Start of Document
Are there more appropriate algorithms for finding convex hulls where dimensions are ~768? Or any parallelized / GPU-optimized options that I should look into?

0: http://www.qhull.org

2 comments

> Qhull does not support triangulation of non-convex surfaces, mesh generation of non-convex objects, medium-sized inputs in 9-D and higher, alpha shapes, weighted Voronoi diagrams, Voronoi volumes, or constrained Delaunay triangulations,

You are going to have to roll your own.

One trick you can use is that most convex hull algorithms chase O(nlg(n)). That lg(n) implies a branching step which lowers efficiency on GPUs. Your coefficients in high dimensions likely mean an O(n^2) branchless algorithm could run faster on a GPU.

Cull points aggressively too, for what little that is worth in high dimensions.

I found https://www.sciencedirect.com/science/article/abs/pii/S01678... which looks like it could be a starting point.

The real problem is that in dimensions that high, the point set probably already is the hull and all this is a zero signal gain operation.

> The real problem is that in dimensions that high, the point set probably already is the hull and all this is a zero signal gain operation.

Well, if I have 10,000 samples of a 768-dimension volume, most of those points will probably be inside the volume, and not per se a vertex of the hull.

I’m very comfortable rolling my own solution, so thank you for pointing me to Jarvis’ algorithm!

So, about that. Do the math on how many faces a 768-simplex has.
Revisiting this. Isn't it a bit of a red herring to enquire about the number of 2-faces that an n-simplex has? It still only has n+1 vertices. A 768-simplex may have 75.5 million faces but it will still only have 769 vertices which completely define the shape. So why would I expect a large number of the other >90% of the 10,000 samples I have to lie on the surface, rather than inside the interior volume?

To be more direct, what's the specific relevance of bringing up the number of 2-faces that an n-simplex has?

So you won't be able to define a hull at all without (n+1) points. He has 10k points so that sounds like a lot relatively.

So the definition of a convex hull is, put generally, the set of points that define faces such that every point is on the face or on the "inside" of it (mean point side)

To test if a point is inside that simplex hull, you need to check every one of those faces. But that isn't the problem.
End of Document
Start of Dataset content
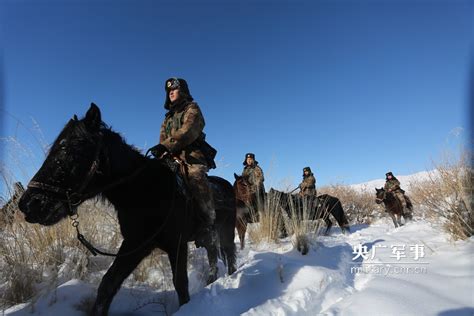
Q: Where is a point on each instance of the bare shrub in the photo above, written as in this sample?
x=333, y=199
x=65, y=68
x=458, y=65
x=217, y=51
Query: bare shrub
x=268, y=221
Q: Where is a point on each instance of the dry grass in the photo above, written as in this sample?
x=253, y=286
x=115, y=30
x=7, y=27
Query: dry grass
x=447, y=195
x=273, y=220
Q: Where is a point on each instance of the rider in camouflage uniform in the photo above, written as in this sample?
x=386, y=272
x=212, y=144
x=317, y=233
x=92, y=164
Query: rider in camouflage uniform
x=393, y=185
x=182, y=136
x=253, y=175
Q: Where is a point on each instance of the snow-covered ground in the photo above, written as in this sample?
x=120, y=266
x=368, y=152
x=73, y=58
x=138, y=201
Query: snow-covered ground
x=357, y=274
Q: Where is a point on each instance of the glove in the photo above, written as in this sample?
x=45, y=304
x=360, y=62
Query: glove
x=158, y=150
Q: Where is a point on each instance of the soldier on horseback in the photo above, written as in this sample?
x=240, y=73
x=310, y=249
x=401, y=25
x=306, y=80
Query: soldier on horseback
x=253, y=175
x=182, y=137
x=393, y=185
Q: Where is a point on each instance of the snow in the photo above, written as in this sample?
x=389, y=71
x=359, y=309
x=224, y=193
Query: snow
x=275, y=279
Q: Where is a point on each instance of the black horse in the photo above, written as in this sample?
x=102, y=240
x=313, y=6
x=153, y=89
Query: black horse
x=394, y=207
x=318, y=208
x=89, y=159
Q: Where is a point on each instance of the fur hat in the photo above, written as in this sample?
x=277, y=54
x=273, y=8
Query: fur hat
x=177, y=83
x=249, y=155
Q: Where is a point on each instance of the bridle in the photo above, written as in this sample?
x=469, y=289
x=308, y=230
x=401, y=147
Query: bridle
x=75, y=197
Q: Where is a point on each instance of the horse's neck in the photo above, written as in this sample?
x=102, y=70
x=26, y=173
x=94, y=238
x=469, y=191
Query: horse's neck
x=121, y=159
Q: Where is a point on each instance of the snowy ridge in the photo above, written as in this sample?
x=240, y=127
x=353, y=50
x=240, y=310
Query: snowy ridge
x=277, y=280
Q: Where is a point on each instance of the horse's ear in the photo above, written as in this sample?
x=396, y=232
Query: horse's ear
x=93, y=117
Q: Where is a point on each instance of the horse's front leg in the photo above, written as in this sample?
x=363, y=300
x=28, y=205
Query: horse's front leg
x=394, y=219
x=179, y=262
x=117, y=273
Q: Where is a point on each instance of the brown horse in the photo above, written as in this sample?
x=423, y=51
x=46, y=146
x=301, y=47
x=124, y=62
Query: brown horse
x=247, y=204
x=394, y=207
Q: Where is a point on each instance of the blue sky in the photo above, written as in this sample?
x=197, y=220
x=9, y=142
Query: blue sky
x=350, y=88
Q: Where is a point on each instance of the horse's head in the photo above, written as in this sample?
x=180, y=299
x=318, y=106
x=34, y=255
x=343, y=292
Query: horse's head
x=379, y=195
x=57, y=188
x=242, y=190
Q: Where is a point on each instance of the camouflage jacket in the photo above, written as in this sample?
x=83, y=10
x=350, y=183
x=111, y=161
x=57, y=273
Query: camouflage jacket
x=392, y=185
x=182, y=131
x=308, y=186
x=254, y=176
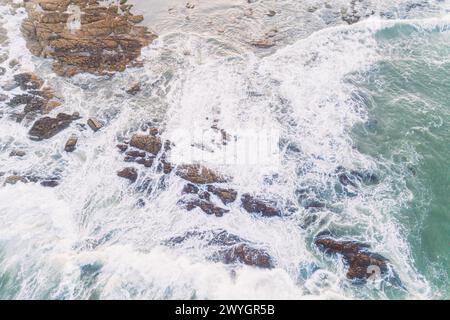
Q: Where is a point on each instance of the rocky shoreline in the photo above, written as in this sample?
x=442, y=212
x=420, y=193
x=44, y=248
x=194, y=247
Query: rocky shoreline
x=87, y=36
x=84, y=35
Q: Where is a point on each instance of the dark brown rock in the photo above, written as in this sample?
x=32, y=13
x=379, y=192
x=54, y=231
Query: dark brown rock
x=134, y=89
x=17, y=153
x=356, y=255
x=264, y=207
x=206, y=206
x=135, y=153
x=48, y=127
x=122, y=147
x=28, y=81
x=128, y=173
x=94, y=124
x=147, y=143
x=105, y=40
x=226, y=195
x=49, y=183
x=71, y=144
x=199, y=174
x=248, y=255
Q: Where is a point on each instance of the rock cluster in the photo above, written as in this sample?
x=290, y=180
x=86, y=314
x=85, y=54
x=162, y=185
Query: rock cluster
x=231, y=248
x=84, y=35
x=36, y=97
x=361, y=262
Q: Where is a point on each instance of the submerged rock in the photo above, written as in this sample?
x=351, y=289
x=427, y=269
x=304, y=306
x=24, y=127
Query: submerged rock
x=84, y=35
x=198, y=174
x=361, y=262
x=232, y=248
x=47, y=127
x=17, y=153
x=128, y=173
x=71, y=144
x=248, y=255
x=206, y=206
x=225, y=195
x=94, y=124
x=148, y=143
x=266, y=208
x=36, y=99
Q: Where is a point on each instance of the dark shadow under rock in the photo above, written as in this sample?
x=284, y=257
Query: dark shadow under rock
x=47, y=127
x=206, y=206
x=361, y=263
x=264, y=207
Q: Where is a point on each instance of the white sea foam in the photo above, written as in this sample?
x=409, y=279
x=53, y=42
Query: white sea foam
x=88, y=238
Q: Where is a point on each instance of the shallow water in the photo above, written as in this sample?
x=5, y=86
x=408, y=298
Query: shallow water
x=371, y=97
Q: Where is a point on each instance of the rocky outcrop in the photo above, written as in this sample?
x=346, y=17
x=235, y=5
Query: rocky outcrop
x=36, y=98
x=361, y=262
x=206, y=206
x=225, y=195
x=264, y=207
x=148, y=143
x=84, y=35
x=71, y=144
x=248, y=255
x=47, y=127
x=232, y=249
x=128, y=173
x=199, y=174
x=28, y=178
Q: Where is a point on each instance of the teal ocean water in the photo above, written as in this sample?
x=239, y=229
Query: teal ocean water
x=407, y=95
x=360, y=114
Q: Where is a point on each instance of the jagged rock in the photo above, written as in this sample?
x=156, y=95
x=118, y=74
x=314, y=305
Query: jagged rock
End of Dataset content
Start of Dataset content
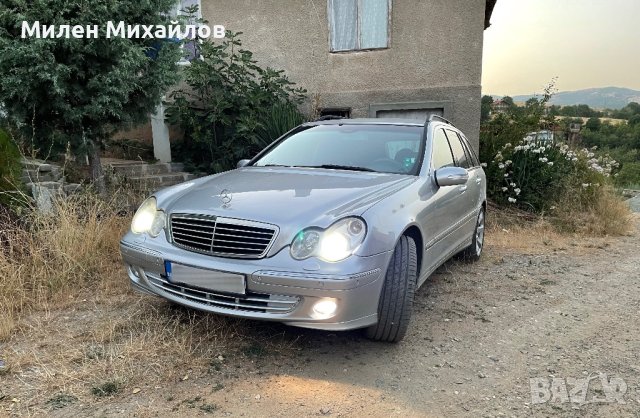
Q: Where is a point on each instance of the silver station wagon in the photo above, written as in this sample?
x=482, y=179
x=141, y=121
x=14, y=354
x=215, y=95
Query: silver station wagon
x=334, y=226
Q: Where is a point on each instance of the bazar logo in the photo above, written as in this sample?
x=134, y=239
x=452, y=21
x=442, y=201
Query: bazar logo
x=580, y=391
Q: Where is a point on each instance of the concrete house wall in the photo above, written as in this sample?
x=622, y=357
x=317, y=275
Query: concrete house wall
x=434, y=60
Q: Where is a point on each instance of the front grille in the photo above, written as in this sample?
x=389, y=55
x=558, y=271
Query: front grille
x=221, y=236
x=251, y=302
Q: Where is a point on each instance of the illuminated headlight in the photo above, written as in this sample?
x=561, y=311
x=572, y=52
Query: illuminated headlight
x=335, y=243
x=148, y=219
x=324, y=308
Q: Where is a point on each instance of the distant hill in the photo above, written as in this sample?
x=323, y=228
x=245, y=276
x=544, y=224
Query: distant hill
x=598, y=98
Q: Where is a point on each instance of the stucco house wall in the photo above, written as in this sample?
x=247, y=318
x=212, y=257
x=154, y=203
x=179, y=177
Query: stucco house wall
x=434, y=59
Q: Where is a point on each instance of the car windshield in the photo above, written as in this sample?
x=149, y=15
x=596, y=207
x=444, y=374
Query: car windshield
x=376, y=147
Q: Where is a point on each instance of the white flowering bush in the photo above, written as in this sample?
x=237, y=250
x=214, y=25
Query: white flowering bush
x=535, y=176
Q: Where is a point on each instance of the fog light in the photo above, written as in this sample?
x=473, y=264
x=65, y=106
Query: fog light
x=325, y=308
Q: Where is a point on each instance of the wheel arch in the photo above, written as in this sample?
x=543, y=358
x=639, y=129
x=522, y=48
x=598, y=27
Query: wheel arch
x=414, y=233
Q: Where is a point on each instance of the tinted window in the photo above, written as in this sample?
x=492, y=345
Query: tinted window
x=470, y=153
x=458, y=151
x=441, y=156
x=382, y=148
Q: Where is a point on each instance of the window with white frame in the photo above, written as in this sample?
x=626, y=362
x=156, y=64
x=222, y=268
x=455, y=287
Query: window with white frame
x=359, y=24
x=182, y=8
End of Dataset content
Given request A »
List every capability that the convex hull discussion quotes as unsupported by Qhull.
Given request B »
Quote the convex hull discussion from "0: http://www.qhull.org" to "in high dimensions.".
Given request C »
Continue the convex hull discussion from where it stops.

Task answer A »
- triangulation of non-convex surfaces
- mesh generation of non-convex objects
- medium-sized inputs in 9-D and higher
- alpha shapes
- weighted Voronoi diagrams
- Voronoi volumes
- constrained Delaunay triangulations

Task answer B »
0: http://www.qhull.org

2 comments

> Qhull does not support triangulation of non-convex surfaces, mesh generation of non-convex objects, medium-sized inputs in 9-D and higher, alpha shapes, weighted Voronoi diagrams, Voronoi volumes, or constrained Delaunay triangulations,

You are going to have to roll your own.

One trick you can use is that most convex hull algorithms chase O(nlg(n)). That lg(n) implies a branching step which lowers efficiency on GPUs. Your coefficients in high dimensions likely mean an O(n^2) branchless algorithm could run faster on a GPU.

Cull points aggressively too, for what little that is worth in high dimensions.

Task answer C »
Every face is a "filter" that all the other points have to pass. Moving beyond the simplex, at higher dimensions, the number of faces that need to "accept" every other point scales faster in higher dimensions. The odds of that aren't horribly clear, you are right in other comments to call out that the structure of points in this context is by definition not independent or random, but you need enough structure to get around the fact that high dimensional hulls are basically all surface.

I believe the answer is:

(n+1)!/((k+1)!*(n-k)!) where n=768 and k=2

Or about 75.5 million triangular faces. Which explains a lot. Thanks for that.

Depends on how complicated the branches are. One solution to branching on GPUs is to compute every branch, which is only a constant-time increase in computation. I find it hard to believe there are many cases where n^2 would be faster than lg(n) for large n.
Due to the curse of dimensionality, more of the points are pushed toward the hull in higher dimensions. So I don't think this is likely to be very effective as a data exploration technique as stated.

There may be more general expected value formulas for higher dimensions, I only know of examples in two-dimensions offhand, https://blogs.sas.com/content/iml/2021/12/06/expected-number....

There may be smarter reduced form embeddings though to make pretty pictures, e.g. https://www.youtube.com/watch?v=sD-uDZ8zXkc&ab_channel=Cynth....

I wonder if the curse of dimensionality would necessarily apply. In general, yes, most of the points in a n-dimensional volume lie near the surface in high dimensional spaces. While true, this seems mostly to be an issue when sampling random, independent points from the space. For an ML problem, all of the points are likely dependent on a few underlying processes.

Wikipedia has more on this: https://en.wikipedia.org/wiki/Curse_of_dimensionality

> This is often cited as distance functions losing their usefulness (for the nearest-neighbor criterion in feature-comparison algorithms, for example) in high dimensions. However, recent research has shown this to only hold in the artificial scenario when the one-dimensional distributions R \mathbb {R} are independent and identically distributed.[13] When attributes are correlated, data can become easier and provide higher distance contrast and the signal-to-noise ratio was found to play an important role, thus feature selection should be used.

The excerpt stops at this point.